__Consigna__:
Copia todo el material que aparece a continuación, línea por línea y sin cambiar ningún carácter.

__Material proporcionado__:
────

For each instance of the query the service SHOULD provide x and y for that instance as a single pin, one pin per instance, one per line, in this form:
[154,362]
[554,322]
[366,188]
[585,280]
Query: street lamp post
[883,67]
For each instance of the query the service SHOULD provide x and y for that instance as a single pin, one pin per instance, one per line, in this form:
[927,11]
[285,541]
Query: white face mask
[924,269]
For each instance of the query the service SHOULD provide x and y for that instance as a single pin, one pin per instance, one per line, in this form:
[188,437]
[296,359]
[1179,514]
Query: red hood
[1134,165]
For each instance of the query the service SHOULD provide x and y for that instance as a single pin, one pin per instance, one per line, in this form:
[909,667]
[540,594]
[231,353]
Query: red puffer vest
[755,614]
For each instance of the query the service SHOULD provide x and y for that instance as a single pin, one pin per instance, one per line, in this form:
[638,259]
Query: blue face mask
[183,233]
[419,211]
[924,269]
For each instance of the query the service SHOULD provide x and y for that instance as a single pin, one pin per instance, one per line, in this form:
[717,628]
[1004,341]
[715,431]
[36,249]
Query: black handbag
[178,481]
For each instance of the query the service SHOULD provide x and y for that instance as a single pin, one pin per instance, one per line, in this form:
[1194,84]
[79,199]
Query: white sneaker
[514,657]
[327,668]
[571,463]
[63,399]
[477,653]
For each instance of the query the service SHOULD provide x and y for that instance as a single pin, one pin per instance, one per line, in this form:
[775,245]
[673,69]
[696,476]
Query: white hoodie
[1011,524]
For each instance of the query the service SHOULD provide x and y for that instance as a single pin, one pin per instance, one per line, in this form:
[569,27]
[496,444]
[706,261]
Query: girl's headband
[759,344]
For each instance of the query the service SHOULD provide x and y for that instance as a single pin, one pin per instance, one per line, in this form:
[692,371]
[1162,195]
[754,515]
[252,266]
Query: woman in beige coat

────

__Respuesta esperada__:
For each instance of the query the service SHOULD provide x and y for that instance as a single pin, one pin per instance, one per line, in this form:
[154,362]
[554,322]
[366,188]
[585,280]
Query: street lamp post
[883,67]
For each instance of the query the service SHOULD provide x and y for that instance as a single pin, one pin per instance, one per line, in this form:
[927,11]
[285,541]
Query: white face mask
[924,269]
For each instance of the query the service SHOULD provide x and y for that instance as a single pin, one pin per instance, one per line, in this form:
[188,437]
[296,359]
[1179,514]
Query: red hood
[1134,165]
For each instance of the query the service SHOULD provide x and y for that instance as a single pin, one pin per instance, one per line, in this form:
[909,667]
[540,594]
[231,353]
Query: red puffer vest
[755,614]
For each instance of the query the service SHOULD provide x and y for that instance as a single pin, one pin per instance, one per line, in this form:
[638,259]
Query: blue face mask
[183,233]
[419,211]
[924,269]
For each instance of the query the service SHOULD provide x and y for that instance as a single pin, one pin per instance, one per line, in this form:
[717,628]
[1004,341]
[715,431]
[36,249]
Query: black handbag
[178,481]
For each instance of the query the service SHOULD provide x and y for that instance as a single pin, one pin per instance, one per line, in this form:
[1194,84]
[79,199]
Query: white sneaker
[514,657]
[327,668]
[571,463]
[63,399]
[477,653]
For each instance of the query the service SHOULD provide x and y for that instance as a single pin, one pin per instance, one per line, in this form:
[775,245]
[673,69]
[696,476]
Query: white hoodie
[1011,524]
For each instance of the query the service SHOULD provide x and y for that instance as a single pin, one pin per instance, one per line, in this form:
[569,27]
[496,444]
[706,261]
Query: girl's headband
[759,344]
For each instance of the query the service SHOULD provide x and y for that instance as a single pin, one pin per instance, one per line, in this form:
[692,371]
[1162,195]
[754,515]
[252,266]
Query: woman in beige coat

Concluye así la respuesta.